### WHAT THE TASK ASKS
In the entries below, spot each line with the word "window" and copy it.

### MATERIAL FOR THE TASK
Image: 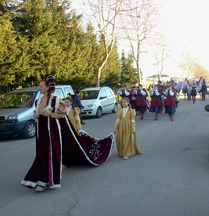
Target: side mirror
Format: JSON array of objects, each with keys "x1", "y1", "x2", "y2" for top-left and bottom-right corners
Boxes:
[{"x1": 205, "y1": 105, "x2": 209, "y2": 112}]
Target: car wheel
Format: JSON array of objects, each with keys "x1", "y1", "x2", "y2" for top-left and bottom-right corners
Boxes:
[
  {"x1": 95, "y1": 107, "x2": 102, "y2": 118},
  {"x1": 112, "y1": 103, "x2": 118, "y2": 113},
  {"x1": 23, "y1": 121, "x2": 36, "y2": 139}
]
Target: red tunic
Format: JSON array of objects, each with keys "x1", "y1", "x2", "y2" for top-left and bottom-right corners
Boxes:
[
  {"x1": 165, "y1": 91, "x2": 176, "y2": 106},
  {"x1": 150, "y1": 92, "x2": 162, "y2": 107},
  {"x1": 135, "y1": 90, "x2": 147, "y2": 106}
]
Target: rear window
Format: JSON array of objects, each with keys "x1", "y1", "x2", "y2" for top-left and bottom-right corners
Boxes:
[
  {"x1": 55, "y1": 88, "x2": 65, "y2": 99},
  {"x1": 64, "y1": 87, "x2": 74, "y2": 97},
  {"x1": 0, "y1": 92, "x2": 37, "y2": 108},
  {"x1": 105, "y1": 88, "x2": 113, "y2": 97},
  {"x1": 81, "y1": 90, "x2": 99, "y2": 100}
]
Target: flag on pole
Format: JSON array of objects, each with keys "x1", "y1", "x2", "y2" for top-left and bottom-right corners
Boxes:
[{"x1": 196, "y1": 78, "x2": 203, "y2": 93}]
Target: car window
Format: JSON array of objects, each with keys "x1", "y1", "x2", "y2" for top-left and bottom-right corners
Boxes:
[
  {"x1": 80, "y1": 90, "x2": 99, "y2": 100},
  {"x1": 55, "y1": 88, "x2": 65, "y2": 99},
  {"x1": 100, "y1": 89, "x2": 107, "y2": 98},
  {"x1": 64, "y1": 87, "x2": 74, "y2": 97},
  {"x1": 105, "y1": 88, "x2": 113, "y2": 97},
  {"x1": 0, "y1": 92, "x2": 36, "y2": 108}
]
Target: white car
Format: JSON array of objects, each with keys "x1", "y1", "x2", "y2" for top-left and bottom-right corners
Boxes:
[{"x1": 80, "y1": 87, "x2": 118, "y2": 118}]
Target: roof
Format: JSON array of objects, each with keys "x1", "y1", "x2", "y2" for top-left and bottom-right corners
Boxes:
[
  {"x1": 81, "y1": 87, "x2": 101, "y2": 91},
  {"x1": 10, "y1": 86, "x2": 39, "y2": 93},
  {"x1": 81, "y1": 86, "x2": 111, "y2": 91},
  {"x1": 8, "y1": 85, "x2": 73, "y2": 93}
]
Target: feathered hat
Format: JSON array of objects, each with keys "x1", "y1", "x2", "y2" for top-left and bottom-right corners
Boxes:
[{"x1": 44, "y1": 73, "x2": 55, "y2": 93}]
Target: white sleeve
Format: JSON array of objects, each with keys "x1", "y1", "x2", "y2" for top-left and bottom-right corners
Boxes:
[
  {"x1": 155, "y1": 89, "x2": 160, "y2": 96},
  {"x1": 124, "y1": 90, "x2": 130, "y2": 96},
  {"x1": 169, "y1": 90, "x2": 174, "y2": 96},
  {"x1": 141, "y1": 90, "x2": 146, "y2": 96},
  {"x1": 149, "y1": 90, "x2": 153, "y2": 96},
  {"x1": 165, "y1": 90, "x2": 168, "y2": 96},
  {"x1": 117, "y1": 90, "x2": 122, "y2": 96}
]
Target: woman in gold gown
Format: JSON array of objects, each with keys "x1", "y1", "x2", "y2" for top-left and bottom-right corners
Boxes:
[
  {"x1": 65, "y1": 97, "x2": 81, "y2": 133},
  {"x1": 114, "y1": 97, "x2": 143, "y2": 160}
]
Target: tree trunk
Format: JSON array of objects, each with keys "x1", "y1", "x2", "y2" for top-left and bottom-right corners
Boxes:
[
  {"x1": 137, "y1": 61, "x2": 141, "y2": 84},
  {"x1": 96, "y1": 67, "x2": 102, "y2": 87},
  {"x1": 136, "y1": 41, "x2": 141, "y2": 84}
]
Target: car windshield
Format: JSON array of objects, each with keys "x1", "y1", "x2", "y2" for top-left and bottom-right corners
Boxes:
[
  {"x1": 81, "y1": 90, "x2": 99, "y2": 100},
  {"x1": 0, "y1": 92, "x2": 37, "y2": 108}
]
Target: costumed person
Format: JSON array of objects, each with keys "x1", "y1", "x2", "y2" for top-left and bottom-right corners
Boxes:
[
  {"x1": 130, "y1": 81, "x2": 138, "y2": 111},
  {"x1": 172, "y1": 84, "x2": 179, "y2": 109},
  {"x1": 164, "y1": 85, "x2": 176, "y2": 121},
  {"x1": 135, "y1": 84, "x2": 147, "y2": 119},
  {"x1": 21, "y1": 74, "x2": 114, "y2": 192},
  {"x1": 157, "y1": 80, "x2": 165, "y2": 93},
  {"x1": 72, "y1": 90, "x2": 85, "y2": 125},
  {"x1": 65, "y1": 97, "x2": 81, "y2": 133},
  {"x1": 117, "y1": 85, "x2": 132, "y2": 107},
  {"x1": 187, "y1": 80, "x2": 192, "y2": 101},
  {"x1": 149, "y1": 85, "x2": 162, "y2": 121},
  {"x1": 201, "y1": 82, "x2": 206, "y2": 101},
  {"x1": 113, "y1": 97, "x2": 143, "y2": 160},
  {"x1": 191, "y1": 83, "x2": 197, "y2": 104}
]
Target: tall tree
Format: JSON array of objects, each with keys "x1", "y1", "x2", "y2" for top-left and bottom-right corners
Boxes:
[
  {"x1": 81, "y1": 0, "x2": 124, "y2": 86},
  {"x1": 0, "y1": 10, "x2": 21, "y2": 85},
  {"x1": 120, "y1": 50, "x2": 137, "y2": 85},
  {"x1": 120, "y1": 0, "x2": 158, "y2": 84},
  {"x1": 101, "y1": 44, "x2": 121, "y2": 88},
  {"x1": 151, "y1": 32, "x2": 170, "y2": 80},
  {"x1": 13, "y1": 0, "x2": 63, "y2": 85},
  {"x1": 179, "y1": 53, "x2": 198, "y2": 79}
]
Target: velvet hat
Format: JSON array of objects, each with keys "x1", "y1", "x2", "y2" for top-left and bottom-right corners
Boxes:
[{"x1": 44, "y1": 73, "x2": 55, "y2": 93}]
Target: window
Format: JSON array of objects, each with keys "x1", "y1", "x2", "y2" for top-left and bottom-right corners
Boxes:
[
  {"x1": 105, "y1": 88, "x2": 113, "y2": 97},
  {"x1": 0, "y1": 92, "x2": 36, "y2": 108},
  {"x1": 100, "y1": 89, "x2": 107, "y2": 98},
  {"x1": 55, "y1": 88, "x2": 65, "y2": 99},
  {"x1": 64, "y1": 87, "x2": 74, "y2": 97},
  {"x1": 80, "y1": 90, "x2": 99, "y2": 100}
]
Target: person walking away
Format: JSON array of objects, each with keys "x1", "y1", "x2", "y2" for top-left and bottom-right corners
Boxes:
[
  {"x1": 201, "y1": 82, "x2": 206, "y2": 101},
  {"x1": 191, "y1": 83, "x2": 197, "y2": 104},
  {"x1": 65, "y1": 97, "x2": 81, "y2": 133},
  {"x1": 73, "y1": 90, "x2": 85, "y2": 125},
  {"x1": 149, "y1": 85, "x2": 162, "y2": 120},
  {"x1": 164, "y1": 85, "x2": 176, "y2": 121},
  {"x1": 113, "y1": 97, "x2": 143, "y2": 160}
]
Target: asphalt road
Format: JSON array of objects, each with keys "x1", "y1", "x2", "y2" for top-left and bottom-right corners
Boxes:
[{"x1": 1, "y1": 95, "x2": 209, "y2": 216}]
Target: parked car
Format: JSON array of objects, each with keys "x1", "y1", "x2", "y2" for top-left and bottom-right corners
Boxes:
[
  {"x1": 206, "y1": 84, "x2": 209, "y2": 94},
  {"x1": 0, "y1": 85, "x2": 74, "y2": 139},
  {"x1": 80, "y1": 87, "x2": 118, "y2": 118}
]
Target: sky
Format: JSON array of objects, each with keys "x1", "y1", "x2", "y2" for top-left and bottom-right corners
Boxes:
[
  {"x1": 71, "y1": 0, "x2": 209, "y2": 80},
  {"x1": 153, "y1": 0, "x2": 209, "y2": 79}
]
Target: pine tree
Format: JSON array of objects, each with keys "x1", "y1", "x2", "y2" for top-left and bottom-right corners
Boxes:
[
  {"x1": 0, "y1": 11, "x2": 20, "y2": 85},
  {"x1": 101, "y1": 45, "x2": 121, "y2": 88},
  {"x1": 120, "y1": 50, "x2": 137, "y2": 85},
  {"x1": 13, "y1": 0, "x2": 63, "y2": 85}
]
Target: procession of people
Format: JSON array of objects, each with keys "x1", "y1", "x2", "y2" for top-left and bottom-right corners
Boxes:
[
  {"x1": 118, "y1": 76, "x2": 206, "y2": 121},
  {"x1": 21, "y1": 74, "x2": 206, "y2": 192}
]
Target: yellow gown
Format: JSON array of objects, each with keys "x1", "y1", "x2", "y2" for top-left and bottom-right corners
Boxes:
[
  {"x1": 67, "y1": 106, "x2": 81, "y2": 133},
  {"x1": 114, "y1": 108, "x2": 143, "y2": 157}
]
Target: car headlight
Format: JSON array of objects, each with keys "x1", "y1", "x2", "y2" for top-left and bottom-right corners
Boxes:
[
  {"x1": 7, "y1": 115, "x2": 18, "y2": 120},
  {"x1": 85, "y1": 104, "x2": 94, "y2": 109}
]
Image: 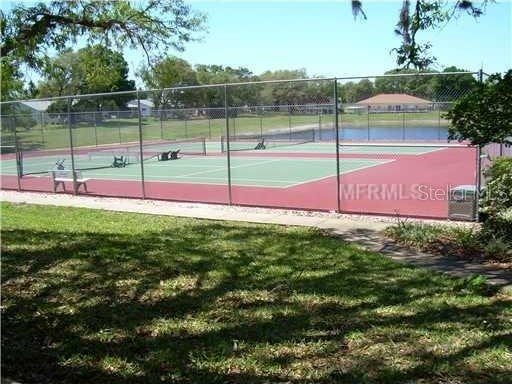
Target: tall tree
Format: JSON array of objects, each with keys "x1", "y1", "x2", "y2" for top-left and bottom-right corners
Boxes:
[
  {"x1": 259, "y1": 70, "x2": 309, "y2": 106},
  {"x1": 139, "y1": 56, "x2": 198, "y2": 109},
  {"x1": 431, "y1": 66, "x2": 478, "y2": 101},
  {"x1": 351, "y1": 1, "x2": 492, "y2": 69},
  {"x1": 39, "y1": 45, "x2": 136, "y2": 111},
  {"x1": 341, "y1": 79, "x2": 375, "y2": 103},
  {"x1": 195, "y1": 65, "x2": 259, "y2": 108},
  {"x1": 0, "y1": 0, "x2": 205, "y2": 101}
]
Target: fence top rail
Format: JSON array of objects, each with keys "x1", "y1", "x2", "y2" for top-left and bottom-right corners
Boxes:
[{"x1": 0, "y1": 70, "x2": 478, "y2": 106}]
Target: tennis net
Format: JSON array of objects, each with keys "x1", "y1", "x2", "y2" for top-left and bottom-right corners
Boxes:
[
  {"x1": 88, "y1": 137, "x2": 207, "y2": 163},
  {"x1": 19, "y1": 137, "x2": 207, "y2": 176},
  {"x1": 221, "y1": 128, "x2": 315, "y2": 152},
  {"x1": 337, "y1": 141, "x2": 473, "y2": 155},
  {"x1": 0, "y1": 145, "x2": 17, "y2": 154}
]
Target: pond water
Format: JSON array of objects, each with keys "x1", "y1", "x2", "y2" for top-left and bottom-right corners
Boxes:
[{"x1": 318, "y1": 125, "x2": 449, "y2": 142}]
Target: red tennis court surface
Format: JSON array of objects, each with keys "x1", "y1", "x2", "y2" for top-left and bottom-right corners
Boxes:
[{"x1": 1, "y1": 143, "x2": 477, "y2": 219}]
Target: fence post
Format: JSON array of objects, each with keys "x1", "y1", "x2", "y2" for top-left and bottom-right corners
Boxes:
[
  {"x1": 288, "y1": 105, "x2": 292, "y2": 140},
  {"x1": 334, "y1": 78, "x2": 341, "y2": 213},
  {"x1": 473, "y1": 69, "x2": 486, "y2": 221},
  {"x1": 40, "y1": 111, "x2": 45, "y2": 147},
  {"x1": 224, "y1": 85, "x2": 233, "y2": 205},
  {"x1": 402, "y1": 110, "x2": 406, "y2": 141},
  {"x1": 160, "y1": 108, "x2": 164, "y2": 139},
  {"x1": 12, "y1": 111, "x2": 22, "y2": 191},
  {"x1": 475, "y1": 145, "x2": 482, "y2": 222},
  {"x1": 184, "y1": 117, "x2": 188, "y2": 138},
  {"x1": 67, "y1": 97, "x2": 78, "y2": 195},
  {"x1": 137, "y1": 91, "x2": 146, "y2": 199},
  {"x1": 367, "y1": 106, "x2": 370, "y2": 141},
  {"x1": 260, "y1": 108, "x2": 263, "y2": 138},
  {"x1": 318, "y1": 111, "x2": 322, "y2": 141},
  {"x1": 208, "y1": 113, "x2": 212, "y2": 139},
  {"x1": 437, "y1": 103, "x2": 442, "y2": 140}
]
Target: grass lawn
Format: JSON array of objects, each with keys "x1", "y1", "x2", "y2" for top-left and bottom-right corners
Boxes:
[{"x1": 2, "y1": 203, "x2": 510, "y2": 384}]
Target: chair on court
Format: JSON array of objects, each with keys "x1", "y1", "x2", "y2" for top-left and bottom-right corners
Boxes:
[{"x1": 159, "y1": 149, "x2": 180, "y2": 161}]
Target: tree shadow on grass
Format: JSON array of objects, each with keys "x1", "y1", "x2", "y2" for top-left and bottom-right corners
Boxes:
[{"x1": 2, "y1": 220, "x2": 511, "y2": 384}]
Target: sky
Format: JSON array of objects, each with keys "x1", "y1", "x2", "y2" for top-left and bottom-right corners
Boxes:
[
  {"x1": 122, "y1": 0, "x2": 512, "y2": 81},
  {"x1": 3, "y1": 0, "x2": 511, "y2": 85}
]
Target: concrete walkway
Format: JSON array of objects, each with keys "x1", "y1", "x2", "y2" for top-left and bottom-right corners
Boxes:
[{"x1": 2, "y1": 190, "x2": 511, "y2": 289}]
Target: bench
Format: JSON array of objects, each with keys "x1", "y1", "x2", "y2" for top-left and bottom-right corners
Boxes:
[{"x1": 50, "y1": 170, "x2": 90, "y2": 192}]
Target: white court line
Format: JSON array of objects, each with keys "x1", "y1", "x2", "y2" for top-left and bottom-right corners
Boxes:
[
  {"x1": 84, "y1": 158, "x2": 287, "y2": 183},
  {"x1": 12, "y1": 157, "x2": 394, "y2": 189},
  {"x1": 173, "y1": 158, "x2": 281, "y2": 178},
  {"x1": 85, "y1": 158, "x2": 394, "y2": 189},
  {"x1": 143, "y1": 163, "x2": 225, "y2": 168},
  {"x1": 285, "y1": 159, "x2": 396, "y2": 188},
  {"x1": 69, "y1": 174, "x2": 293, "y2": 188},
  {"x1": 84, "y1": 172, "x2": 290, "y2": 185}
]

### ANSWER TO THIS EXERCISE
Target: rear window
Target: car window
Target: window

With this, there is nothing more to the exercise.